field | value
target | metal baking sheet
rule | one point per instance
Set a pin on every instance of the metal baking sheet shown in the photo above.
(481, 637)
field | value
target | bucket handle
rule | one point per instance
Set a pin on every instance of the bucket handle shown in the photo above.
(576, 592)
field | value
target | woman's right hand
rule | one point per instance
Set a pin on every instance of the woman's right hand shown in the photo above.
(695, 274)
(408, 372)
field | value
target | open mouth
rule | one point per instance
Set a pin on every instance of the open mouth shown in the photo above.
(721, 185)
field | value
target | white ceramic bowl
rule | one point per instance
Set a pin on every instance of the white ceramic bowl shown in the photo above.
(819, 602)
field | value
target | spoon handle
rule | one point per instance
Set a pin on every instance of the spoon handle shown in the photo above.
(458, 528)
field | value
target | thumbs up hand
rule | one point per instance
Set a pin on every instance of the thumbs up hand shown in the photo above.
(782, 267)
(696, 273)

--------------------------------

**Problem requirements**
Tally how many lines in the data above contain the string "every". Reply with the number alone.

**Result for this task**
7